* Requirements *
Convert every line of the material into a JSON list of strings, one string per line, leaving out any blank lines.

* Excerpted records *
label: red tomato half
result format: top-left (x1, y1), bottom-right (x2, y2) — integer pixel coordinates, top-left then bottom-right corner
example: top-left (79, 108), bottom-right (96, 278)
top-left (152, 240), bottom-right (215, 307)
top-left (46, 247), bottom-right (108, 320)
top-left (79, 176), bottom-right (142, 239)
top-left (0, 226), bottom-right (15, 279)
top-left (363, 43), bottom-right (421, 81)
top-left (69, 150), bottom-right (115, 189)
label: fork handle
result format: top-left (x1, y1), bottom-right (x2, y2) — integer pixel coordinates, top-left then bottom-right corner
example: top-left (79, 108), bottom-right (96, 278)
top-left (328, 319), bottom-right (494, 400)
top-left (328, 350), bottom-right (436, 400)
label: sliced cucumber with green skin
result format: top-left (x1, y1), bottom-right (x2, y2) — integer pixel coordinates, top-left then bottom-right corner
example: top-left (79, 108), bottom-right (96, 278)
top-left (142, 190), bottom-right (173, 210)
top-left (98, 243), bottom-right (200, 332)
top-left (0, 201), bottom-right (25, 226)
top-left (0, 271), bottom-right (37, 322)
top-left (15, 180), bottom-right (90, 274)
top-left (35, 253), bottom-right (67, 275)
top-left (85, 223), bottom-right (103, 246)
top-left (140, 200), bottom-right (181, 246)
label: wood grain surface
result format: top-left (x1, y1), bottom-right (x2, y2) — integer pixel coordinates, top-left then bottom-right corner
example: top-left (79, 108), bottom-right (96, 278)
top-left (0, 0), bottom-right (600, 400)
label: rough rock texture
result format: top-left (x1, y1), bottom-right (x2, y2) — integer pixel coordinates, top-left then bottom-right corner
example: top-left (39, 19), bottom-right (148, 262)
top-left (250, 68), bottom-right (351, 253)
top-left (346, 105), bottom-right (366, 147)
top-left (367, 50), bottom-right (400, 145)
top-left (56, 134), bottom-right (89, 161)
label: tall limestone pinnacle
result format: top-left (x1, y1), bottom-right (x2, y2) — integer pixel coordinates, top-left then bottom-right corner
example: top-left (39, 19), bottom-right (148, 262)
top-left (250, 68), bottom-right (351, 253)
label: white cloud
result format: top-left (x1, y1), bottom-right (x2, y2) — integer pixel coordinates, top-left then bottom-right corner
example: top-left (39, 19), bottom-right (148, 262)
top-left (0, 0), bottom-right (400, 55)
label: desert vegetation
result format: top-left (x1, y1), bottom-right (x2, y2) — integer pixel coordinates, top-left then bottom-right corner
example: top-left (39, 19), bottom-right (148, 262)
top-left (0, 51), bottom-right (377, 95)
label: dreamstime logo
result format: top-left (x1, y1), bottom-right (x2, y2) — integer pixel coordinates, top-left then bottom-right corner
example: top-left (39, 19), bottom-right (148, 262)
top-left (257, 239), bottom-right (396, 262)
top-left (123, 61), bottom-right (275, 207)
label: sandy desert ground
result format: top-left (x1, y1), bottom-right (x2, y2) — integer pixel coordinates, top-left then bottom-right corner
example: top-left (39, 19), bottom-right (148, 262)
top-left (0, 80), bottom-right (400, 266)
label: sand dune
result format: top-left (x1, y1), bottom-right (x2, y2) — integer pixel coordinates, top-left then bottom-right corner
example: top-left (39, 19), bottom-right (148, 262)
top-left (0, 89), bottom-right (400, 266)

* Response below *
[
  "label: red tomato half",
  "result format: top-left (x1, y1), bottom-right (x2, y2) — integer pixel coordinates, top-left then bottom-right corner",
  "example: top-left (79, 108), bottom-right (96, 278)",
  "top-left (152, 240), bottom-right (215, 307)",
  "top-left (46, 247), bottom-right (108, 320)",
  "top-left (79, 176), bottom-right (142, 239)",
  "top-left (0, 226), bottom-right (15, 279)",
  "top-left (363, 43), bottom-right (421, 81)",
  "top-left (69, 150), bottom-right (115, 189)",
  "label: fork handle",
  "result format: top-left (x1, y1), bottom-right (x2, y2) — integer pixel coordinates, top-left then bottom-right corner",
  "example: top-left (79, 108), bottom-right (96, 278)",
  "top-left (328, 319), bottom-right (494, 400)",
  "top-left (328, 350), bottom-right (436, 400)",
  "label: sliced cucumber with green skin",
  "result format: top-left (x1, y1), bottom-right (x2, y2) — integer pixel coordinates, top-left then bottom-right corner",
  "example: top-left (79, 108), bottom-right (96, 278)",
  "top-left (142, 190), bottom-right (173, 210)",
  "top-left (98, 243), bottom-right (200, 332)",
  "top-left (0, 201), bottom-right (25, 226)",
  "top-left (0, 271), bottom-right (37, 322)",
  "top-left (15, 180), bottom-right (90, 274)",
  "top-left (35, 253), bottom-right (67, 275)",
  "top-left (85, 223), bottom-right (103, 246)",
  "top-left (140, 200), bottom-right (181, 246)",
  "label: wood grain surface",
  "result format: top-left (x1, y1), bottom-right (x2, y2) — integer pixel coordinates, top-left then bottom-right corner",
  "example: top-left (79, 108), bottom-right (96, 278)",
  "top-left (0, 0), bottom-right (600, 400)",
  "label: rough rock texture",
  "result format: top-left (x1, y1), bottom-right (x2, y2) — integer pixel coordinates, top-left then bottom-right corner",
  "example: top-left (39, 19), bottom-right (148, 262)",
  "top-left (250, 68), bottom-right (351, 253)",
  "top-left (346, 105), bottom-right (366, 147)",
  "top-left (367, 50), bottom-right (400, 145)",
  "top-left (56, 134), bottom-right (89, 161)",
  "label: tall limestone pinnacle",
  "result format: top-left (x1, y1), bottom-right (x2, y2) — integer pixel coordinates, top-left then bottom-right corner",
  "example: top-left (39, 19), bottom-right (148, 262)",
  "top-left (250, 68), bottom-right (351, 253)",
  "label: white cloud",
  "result format: top-left (x1, y1), bottom-right (x2, y2) — integer pixel coordinates, top-left then bottom-right corner",
  "example: top-left (39, 19), bottom-right (148, 262)",
  "top-left (0, 0), bottom-right (400, 55)",
  "label: desert vegetation",
  "result format: top-left (x1, y1), bottom-right (x2, y2) — integer pixel coordinates, top-left then bottom-right corner",
  "example: top-left (39, 19), bottom-right (148, 262)",
  "top-left (0, 51), bottom-right (377, 95)",
  "label: dreamstime logo",
  "result format: top-left (x1, y1), bottom-right (x2, y2) — integer pixel coordinates, top-left then bottom-right corner",
  "example: top-left (39, 19), bottom-right (148, 262)",
  "top-left (257, 239), bottom-right (396, 262)",
  "top-left (123, 61), bottom-right (275, 207)",
  "label: sandy desert ground",
  "result format: top-left (x1, y1), bottom-right (x2, y2) — integer pixel coordinates, top-left then bottom-right corner",
  "example: top-left (39, 19), bottom-right (148, 262)",
  "top-left (0, 80), bottom-right (400, 266)",
  "label: sand dune",
  "result format: top-left (x1, y1), bottom-right (x2, y2) — integer pixel coordinates, top-left then bottom-right corner",
  "example: top-left (39, 19), bottom-right (148, 262)",
  "top-left (0, 89), bottom-right (400, 266)"
]